Every line of the entries with the word "instance" in it should be shown.

Recorded data:
+ + +
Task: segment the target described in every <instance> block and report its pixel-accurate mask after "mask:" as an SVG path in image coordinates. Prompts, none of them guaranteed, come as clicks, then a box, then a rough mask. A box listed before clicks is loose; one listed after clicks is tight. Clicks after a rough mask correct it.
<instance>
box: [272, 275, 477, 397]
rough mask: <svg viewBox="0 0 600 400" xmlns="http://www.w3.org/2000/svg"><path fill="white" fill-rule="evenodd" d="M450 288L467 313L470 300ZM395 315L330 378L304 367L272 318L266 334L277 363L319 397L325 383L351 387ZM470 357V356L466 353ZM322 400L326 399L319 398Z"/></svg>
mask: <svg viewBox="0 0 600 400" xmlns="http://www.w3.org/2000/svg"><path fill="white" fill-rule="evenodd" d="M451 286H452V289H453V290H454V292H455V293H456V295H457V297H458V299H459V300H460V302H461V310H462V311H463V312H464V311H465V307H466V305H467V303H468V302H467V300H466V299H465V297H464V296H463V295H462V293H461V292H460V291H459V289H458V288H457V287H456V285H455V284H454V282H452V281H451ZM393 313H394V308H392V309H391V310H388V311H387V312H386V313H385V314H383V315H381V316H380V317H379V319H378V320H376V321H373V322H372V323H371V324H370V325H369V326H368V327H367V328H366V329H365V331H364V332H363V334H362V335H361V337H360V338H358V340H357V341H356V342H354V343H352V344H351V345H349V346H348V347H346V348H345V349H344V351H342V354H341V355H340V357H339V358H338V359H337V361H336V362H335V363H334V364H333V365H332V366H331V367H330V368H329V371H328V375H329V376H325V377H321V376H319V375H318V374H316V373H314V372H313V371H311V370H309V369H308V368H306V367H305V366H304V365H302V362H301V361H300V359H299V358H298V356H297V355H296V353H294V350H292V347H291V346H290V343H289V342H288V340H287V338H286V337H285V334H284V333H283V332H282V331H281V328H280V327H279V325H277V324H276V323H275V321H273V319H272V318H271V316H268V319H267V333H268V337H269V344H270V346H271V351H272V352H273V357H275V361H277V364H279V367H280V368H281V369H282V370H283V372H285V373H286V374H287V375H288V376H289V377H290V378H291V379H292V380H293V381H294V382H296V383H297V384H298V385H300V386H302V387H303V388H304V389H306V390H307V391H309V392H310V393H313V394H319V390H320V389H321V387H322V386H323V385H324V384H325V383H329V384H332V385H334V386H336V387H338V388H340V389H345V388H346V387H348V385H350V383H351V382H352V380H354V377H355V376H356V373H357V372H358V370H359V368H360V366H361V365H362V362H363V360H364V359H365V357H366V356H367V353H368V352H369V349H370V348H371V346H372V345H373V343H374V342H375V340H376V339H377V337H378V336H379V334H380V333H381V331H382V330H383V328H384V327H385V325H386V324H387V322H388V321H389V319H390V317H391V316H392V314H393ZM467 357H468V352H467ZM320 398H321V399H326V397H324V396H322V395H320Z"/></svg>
+ + +
Result for this exercise
Task: segment the target described in every <instance> block and report its pixel-accurate mask after "mask:" as an SVG path in image coordinates. Prompts, none of them guaranteed, come as clicks, then a box, then a rough mask. A box listed before clicks is loose; one listed after clicks is tight. Clicks after a rough mask correct it.
<instance>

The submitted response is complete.